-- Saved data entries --
※ ※ ※
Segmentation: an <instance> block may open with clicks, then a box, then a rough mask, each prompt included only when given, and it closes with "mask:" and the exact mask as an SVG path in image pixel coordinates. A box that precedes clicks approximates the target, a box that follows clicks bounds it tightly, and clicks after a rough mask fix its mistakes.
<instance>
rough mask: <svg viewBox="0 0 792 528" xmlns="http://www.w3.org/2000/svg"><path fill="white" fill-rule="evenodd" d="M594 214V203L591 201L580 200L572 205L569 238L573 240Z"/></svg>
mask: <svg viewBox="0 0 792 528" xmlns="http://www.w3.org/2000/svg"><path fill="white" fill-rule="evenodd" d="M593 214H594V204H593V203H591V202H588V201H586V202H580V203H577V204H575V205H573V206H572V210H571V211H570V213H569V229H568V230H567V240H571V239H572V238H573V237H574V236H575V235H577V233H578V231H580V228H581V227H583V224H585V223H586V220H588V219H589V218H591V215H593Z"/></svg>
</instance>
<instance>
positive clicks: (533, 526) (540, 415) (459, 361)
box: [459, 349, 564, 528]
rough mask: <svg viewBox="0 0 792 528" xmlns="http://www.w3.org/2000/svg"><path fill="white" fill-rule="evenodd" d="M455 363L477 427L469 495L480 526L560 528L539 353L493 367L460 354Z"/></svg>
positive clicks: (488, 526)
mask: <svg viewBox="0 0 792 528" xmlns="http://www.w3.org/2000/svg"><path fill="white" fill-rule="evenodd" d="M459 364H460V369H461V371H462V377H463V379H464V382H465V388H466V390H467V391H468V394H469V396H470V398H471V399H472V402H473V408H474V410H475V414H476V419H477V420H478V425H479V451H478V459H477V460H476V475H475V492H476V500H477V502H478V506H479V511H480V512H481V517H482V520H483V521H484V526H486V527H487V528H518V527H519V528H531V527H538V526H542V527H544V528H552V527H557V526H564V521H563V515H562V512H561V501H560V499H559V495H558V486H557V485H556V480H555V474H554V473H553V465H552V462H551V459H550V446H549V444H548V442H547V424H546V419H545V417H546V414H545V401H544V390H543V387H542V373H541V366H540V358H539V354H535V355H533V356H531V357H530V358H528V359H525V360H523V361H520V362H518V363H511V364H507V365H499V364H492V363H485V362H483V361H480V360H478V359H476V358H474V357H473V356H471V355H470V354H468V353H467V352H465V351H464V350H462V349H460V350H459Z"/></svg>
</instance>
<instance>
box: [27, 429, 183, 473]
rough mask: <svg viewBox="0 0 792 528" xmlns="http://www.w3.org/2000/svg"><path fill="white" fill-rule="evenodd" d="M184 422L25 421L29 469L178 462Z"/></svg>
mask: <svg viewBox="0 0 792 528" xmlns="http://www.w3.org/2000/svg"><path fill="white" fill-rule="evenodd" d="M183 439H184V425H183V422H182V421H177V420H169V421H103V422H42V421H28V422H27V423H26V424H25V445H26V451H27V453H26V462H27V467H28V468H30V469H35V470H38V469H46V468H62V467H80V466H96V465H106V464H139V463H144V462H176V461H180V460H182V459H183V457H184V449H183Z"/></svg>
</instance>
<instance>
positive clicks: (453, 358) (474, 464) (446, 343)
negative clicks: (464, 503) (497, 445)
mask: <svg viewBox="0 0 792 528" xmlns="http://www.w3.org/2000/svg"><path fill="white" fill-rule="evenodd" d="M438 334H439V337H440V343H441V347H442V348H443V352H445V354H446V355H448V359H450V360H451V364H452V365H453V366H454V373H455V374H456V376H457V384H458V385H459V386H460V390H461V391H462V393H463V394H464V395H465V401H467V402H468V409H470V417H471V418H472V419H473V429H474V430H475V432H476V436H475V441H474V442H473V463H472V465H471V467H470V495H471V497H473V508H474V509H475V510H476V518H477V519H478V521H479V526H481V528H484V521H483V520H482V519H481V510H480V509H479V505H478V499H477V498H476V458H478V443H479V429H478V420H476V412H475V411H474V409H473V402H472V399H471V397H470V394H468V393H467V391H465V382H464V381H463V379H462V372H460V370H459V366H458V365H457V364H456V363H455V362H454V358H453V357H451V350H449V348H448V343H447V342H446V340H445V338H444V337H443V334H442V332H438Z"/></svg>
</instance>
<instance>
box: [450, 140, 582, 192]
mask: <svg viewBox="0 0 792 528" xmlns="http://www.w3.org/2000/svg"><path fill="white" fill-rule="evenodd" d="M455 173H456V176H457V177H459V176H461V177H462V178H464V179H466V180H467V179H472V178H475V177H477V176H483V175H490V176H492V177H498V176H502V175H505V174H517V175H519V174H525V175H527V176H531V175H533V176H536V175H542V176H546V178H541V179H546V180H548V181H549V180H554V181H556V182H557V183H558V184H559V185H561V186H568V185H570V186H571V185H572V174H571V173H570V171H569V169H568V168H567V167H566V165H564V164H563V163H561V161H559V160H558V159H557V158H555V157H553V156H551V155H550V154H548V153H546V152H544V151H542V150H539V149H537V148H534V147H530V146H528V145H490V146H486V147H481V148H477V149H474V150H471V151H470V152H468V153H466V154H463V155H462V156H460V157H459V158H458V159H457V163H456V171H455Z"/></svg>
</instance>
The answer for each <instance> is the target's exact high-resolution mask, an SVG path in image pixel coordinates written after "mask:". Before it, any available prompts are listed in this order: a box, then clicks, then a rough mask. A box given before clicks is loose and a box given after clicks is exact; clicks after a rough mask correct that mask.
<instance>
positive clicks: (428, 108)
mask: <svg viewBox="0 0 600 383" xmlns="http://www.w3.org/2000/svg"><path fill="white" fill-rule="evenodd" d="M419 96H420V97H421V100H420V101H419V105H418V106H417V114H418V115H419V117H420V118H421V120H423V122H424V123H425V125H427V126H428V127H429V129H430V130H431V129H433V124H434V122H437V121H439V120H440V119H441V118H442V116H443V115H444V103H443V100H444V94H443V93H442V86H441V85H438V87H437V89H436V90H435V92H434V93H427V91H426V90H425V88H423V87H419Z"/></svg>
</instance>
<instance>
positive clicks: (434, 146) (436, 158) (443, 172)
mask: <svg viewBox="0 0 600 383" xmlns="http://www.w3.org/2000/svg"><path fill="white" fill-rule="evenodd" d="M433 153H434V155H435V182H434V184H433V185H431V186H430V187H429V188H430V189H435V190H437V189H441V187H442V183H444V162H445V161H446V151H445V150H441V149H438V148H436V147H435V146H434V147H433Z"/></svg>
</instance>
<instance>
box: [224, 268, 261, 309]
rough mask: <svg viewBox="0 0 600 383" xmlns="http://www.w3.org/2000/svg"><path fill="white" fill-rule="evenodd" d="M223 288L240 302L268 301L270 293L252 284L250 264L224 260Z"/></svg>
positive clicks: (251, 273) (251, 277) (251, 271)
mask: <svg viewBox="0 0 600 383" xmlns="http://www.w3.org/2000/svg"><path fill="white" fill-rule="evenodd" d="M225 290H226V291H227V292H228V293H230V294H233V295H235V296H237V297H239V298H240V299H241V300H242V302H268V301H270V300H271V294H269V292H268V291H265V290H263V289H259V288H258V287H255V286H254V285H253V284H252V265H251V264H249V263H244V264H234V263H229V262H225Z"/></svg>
※ ※ ※
-- Activity --
Select and copy every line of the material that contains the string "exact", treating uppercase and lowercase as different.

-- Exercise solution --
Segmentation: an <instance> block may open with clicks, then a box, then a rough mask, each prompt included only when given, and it closes with "mask:" and the exact mask as an SVG path in image pixel coordinates. A box that precedes clicks approximates the target, a box that follows clicks bounds it tightly, and clicks after a rough mask fix its mistakes.
The answer for each <instance> is the target's exact high-resolution mask, an SVG path in image pixel coordinates written after "mask:". Before it, any available prompts are listed in this order: a box, then clicks, then a rough mask. A box given before clicks is loose and a box given after clicks is exact; clicks after a rough mask correct that mask.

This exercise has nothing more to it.